*ASSIGNMENT*: Scan the data below and copy each line where "mountain" occurs.

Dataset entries
════
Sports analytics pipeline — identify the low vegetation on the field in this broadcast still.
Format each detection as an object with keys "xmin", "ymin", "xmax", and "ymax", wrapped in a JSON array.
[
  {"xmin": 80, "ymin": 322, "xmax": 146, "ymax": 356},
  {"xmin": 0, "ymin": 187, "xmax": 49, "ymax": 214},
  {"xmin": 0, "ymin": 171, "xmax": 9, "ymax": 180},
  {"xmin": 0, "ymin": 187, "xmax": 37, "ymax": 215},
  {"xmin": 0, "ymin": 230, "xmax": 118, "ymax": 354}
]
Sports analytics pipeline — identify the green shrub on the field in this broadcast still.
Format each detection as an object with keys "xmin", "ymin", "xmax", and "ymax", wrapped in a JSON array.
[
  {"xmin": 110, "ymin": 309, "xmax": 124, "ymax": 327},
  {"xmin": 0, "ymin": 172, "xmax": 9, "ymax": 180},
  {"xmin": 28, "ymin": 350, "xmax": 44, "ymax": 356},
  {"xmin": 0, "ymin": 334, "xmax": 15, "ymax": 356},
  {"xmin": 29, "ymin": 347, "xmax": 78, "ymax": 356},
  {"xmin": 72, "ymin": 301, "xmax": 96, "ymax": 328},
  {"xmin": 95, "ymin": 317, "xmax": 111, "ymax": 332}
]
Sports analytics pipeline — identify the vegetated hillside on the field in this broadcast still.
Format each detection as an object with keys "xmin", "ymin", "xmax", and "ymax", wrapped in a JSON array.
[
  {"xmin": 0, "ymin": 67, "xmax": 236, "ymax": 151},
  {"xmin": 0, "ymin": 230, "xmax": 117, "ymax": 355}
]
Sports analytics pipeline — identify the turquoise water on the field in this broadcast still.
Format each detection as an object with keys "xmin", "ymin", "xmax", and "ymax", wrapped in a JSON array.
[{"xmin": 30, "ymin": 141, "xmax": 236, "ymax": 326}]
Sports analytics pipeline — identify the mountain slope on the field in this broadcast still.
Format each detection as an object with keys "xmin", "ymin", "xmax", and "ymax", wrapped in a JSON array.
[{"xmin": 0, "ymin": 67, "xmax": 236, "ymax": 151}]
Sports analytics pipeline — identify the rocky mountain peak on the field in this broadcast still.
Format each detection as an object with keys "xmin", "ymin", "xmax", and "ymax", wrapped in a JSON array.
════
*SOLUTION TO THE PROBLEM*:
Sports analytics pipeline — identify the mountain slope on the field in this broadcast still.
Sports analytics pipeline — identify the rocky mountain peak on the field in this broadcast still.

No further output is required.